[Named object pointing entries]
>>>>>

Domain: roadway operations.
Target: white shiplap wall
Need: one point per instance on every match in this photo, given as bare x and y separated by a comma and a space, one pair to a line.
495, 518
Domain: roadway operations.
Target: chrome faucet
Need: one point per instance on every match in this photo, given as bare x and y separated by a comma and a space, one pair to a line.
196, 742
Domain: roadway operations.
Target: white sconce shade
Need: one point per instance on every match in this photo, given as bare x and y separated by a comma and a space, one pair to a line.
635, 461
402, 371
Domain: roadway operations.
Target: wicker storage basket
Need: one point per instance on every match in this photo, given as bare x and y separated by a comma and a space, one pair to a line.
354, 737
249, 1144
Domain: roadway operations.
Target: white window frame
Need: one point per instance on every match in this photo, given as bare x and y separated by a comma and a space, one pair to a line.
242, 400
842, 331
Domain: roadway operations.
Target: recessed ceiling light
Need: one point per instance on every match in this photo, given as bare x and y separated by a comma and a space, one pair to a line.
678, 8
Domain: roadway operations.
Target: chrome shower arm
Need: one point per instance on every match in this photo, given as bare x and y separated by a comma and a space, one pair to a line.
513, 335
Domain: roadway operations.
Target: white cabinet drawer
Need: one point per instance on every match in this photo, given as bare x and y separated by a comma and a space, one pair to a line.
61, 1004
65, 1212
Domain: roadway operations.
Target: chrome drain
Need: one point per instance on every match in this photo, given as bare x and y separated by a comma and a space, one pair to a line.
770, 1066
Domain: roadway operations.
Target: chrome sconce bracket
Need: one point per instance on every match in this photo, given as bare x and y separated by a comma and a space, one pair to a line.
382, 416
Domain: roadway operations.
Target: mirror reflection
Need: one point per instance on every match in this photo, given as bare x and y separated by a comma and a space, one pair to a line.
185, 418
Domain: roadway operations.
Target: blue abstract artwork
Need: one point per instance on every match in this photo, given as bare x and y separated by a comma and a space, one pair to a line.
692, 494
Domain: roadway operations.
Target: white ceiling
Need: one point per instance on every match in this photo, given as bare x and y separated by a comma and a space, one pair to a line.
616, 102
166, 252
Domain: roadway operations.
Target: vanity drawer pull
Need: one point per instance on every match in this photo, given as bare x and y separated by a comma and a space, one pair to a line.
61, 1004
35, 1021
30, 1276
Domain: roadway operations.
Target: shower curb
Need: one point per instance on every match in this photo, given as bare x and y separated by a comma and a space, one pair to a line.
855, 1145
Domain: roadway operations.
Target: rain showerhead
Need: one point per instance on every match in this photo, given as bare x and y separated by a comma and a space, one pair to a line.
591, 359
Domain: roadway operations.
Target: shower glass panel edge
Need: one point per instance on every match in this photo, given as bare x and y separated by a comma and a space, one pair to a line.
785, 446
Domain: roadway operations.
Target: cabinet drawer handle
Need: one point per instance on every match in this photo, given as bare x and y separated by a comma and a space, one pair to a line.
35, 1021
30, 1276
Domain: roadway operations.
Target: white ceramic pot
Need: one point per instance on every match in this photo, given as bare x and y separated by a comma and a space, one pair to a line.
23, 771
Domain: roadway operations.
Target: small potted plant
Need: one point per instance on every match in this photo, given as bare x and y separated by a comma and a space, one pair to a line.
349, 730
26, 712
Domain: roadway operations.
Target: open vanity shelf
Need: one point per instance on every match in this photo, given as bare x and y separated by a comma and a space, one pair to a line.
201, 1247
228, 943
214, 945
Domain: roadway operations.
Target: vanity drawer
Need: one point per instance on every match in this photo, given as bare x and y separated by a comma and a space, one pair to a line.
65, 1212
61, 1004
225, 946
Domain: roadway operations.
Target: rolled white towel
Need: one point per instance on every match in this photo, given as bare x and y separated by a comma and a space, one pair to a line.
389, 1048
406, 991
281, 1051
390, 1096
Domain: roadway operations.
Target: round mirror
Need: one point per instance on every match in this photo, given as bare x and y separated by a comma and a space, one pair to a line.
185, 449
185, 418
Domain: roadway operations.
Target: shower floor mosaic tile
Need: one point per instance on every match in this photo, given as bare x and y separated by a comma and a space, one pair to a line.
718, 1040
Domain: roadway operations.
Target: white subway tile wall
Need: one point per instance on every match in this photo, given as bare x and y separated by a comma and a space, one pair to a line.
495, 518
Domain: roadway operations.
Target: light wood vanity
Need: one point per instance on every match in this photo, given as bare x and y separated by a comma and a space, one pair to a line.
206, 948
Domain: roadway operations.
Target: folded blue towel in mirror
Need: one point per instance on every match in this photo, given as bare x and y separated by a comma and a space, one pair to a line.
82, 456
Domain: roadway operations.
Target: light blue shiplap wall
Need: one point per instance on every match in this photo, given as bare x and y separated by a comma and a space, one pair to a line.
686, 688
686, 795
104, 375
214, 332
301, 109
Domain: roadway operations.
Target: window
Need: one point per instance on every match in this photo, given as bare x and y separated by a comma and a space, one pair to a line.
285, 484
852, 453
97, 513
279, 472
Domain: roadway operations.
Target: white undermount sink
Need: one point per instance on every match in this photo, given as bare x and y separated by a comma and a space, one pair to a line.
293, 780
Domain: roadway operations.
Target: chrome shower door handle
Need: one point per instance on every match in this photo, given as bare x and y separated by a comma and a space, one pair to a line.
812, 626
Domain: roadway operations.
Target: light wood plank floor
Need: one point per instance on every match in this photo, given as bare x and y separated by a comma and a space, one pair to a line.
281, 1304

<<<<<

Output each record exactly, leaving nothing out.

Correct result>
Domain: roadway operations.
Target: white shiplap wall
Need: one point per instance on every match in this photo, given as bare x and y separated by a comma and a space, one pair to a line.
495, 518
Domain: roadway operations.
Target: chrome faucet
Need: one point per instance on every match in this photo, given as bare x and y separated by a comma and a space, one pair to a line.
196, 742
Domain: roadway operations.
Target: white sconce shade
Need: one point per instance on every match in this photo, given as bare x and y separated by a comma and a space, one pair to a line.
635, 461
402, 371
Domain: roadway operations.
Target: wicker storage basket
Need: one point per instance on every match in this photo, given as bare x and y separated by a comma and a space, one pair to a line.
354, 737
249, 1144
Domain: roadway operations.
Target: white window frame
Need: one point per instance on every match in this photo, given as bare x and y separated by a comma and a space, one pair to a line.
242, 400
842, 331
Domain: roadway operations.
Target: recessed ceiling light
Need: one point per instance on every match in this photo, given as bare x and y separated by a comma and a space, one pair to a line.
678, 8
Domain: roadway operations.
Target: chrome shower arm
Need: one point per instance on every match in this photo, given as bare x and y separated by a comma and a space, one pair to a line.
513, 335
Domain: roadway operations.
Target: white cabinet drawer
Need: one point per instance on every match in this photo, given as bare x and y separated by a comma and a space, one pair to a line.
61, 1004
65, 1212
Domain: roadway operations.
Target: chrome drain
Need: one point per instance on every match in this photo, given as bare x and y separated by a comma and a space, one pair to a line.
770, 1066
Domain: roadway operations.
Target: chrome sconce bracket
Need: one point per instance on every match in this photo, given as bare x and y separated by a comma and a space, one pair to a line.
382, 416
Domain: roadway operations.
Target: mirror reflection
Need: one point per instance on every match in this photo, given as bare x and y separated by a comma and a space, one pair to a line.
185, 418
Domain: roadway operations.
Target: blue abstract artwork
Need: one point per instance on every match in this photo, given as bare x and y separated by a comma and a space, one pair to a line.
692, 494
Domain: roadway operations.
Target: white ceiling
Need: one point per instance on every match in this photo, given as bare x and y separated by a comma and a space, one pair to a line.
616, 102
166, 252
Domain: roadway operations.
Target: vanity drawer pull
Need: one point per instance on every match in this photo, given as bare x and y separated by a comma and a space, one pair to a line.
61, 1004
35, 1021
30, 1276
Domain: roadway operations.
Target: shower curb
Need: one point per instance on every match in this photo, given as bare x and y separated by a comma and a space, one pair to a line.
855, 1145
Domain: roadway operations.
Target: rain showerhead
Need: one point per instance on every match in this photo, given as bare x and y separated by a comma and a space, one pair to a line.
591, 359
Domain: roadway operations.
Target: shower glass panel edge
Need: one point per instance on every match in this photo, given as bare x and y separated by a comma and a space, one pair to a line.
785, 446
Domain: roadway operations.
Target: cabinet drawer handle
Need: one point per instance on every match in this photo, given as bare x and y separated by a comma and a space, one pair to a line.
35, 1021
30, 1276
Domain: roadway operations.
Target: white ceramic pot
Need: one point per instance on every match in this photo, given as bare x and y separated by a comma and a space, one pair to a line.
23, 771
Domain: roadway operations.
Target: small potted plant
Need: one point per instance on every match in this photo, given as bare x and y separated by a comma and a space, one pair to a line.
349, 730
26, 712
Domain: roadway operations.
Target: open vanity shelf
Need: one point per instance on every match in this photo, given as bare x and y separated by a comma and a space, one pair to a line.
201, 1247
228, 943
214, 945
Domain: roadway operations.
Target: vanity drawer
Need: one point per instance on every match in this photo, given as bare x and y separated by a comma and a space, one pair to a line.
65, 1212
61, 1004
225, 946
Domain: roadway operations.
Target: rolled white towel
Need: one point per instance on every match in this photo, given as bare x and y separated by a comma and a space, one pair to a line.
389, 1048
406, 991
281, 1051
390, 1096
Domain: roadway operations.
Target: round mirror
Need: one point per instance on every match in this photo, given as bare x and y separated by a comma and a space, one pair to a line.
185, 449
185, 418
Domain: roadway operations.
Target: shower floor mosaic tile
Need: one point per instance on every match in this photo, given as bare x and y separated by a comma and a space, one pair to a line.
718, 1040
Domain: roadway operations.
Target: white subway tile wall
Need: one point per instance on every match in this photo, given as bare x and y separated by a comma and a space, one pair to a line.
495, 518
Domain: roadway operations.
Target: light wood vanity
Need: one point per instance on every match in this photo, given as bare x and y separated by a comma and a space, one pair to a line.
206, 948
Domain: roadway operations.
Target: folded blue towel in mirror
Need: one point per instance on every match in this photo, given as bare x and y separated by a comma and a space, one pair to a line.
82, 456
Domain: roadway operations.
Target: light blue shiplap wall
Need: one point per instance on every match in this photo, given as bare x and y separated by a comma and a space, one pair to a line.
686, 688
686, 795
104, 375
214, 332
301, 109
Domain: roadway operations.
Target: window
Need: one point per instance on every match in this photo, given as bare x and y separated by a comma and a space, one pair to a line.
285, 484
852, 453
97, 513
279, 472
Domain: roadway operations.
Target: white undermount sink
Need: one point per instance on every match in this photo, given as bare x and y separated by a comma and a space, one pair to a line.
293, 780
Domain: roadway operations.
Target: chrome shower door handle
Need: one point per instance on every match in this photo, given as bare x and y separated by a comma and a space, one pair to a line.
812, 626
Domain: roadway operations.
Target: light wood plank floor
Need: one point per instance on every match in this photo, given as bare x and y separated by a comma and a space, one pair to a line.
281, 1304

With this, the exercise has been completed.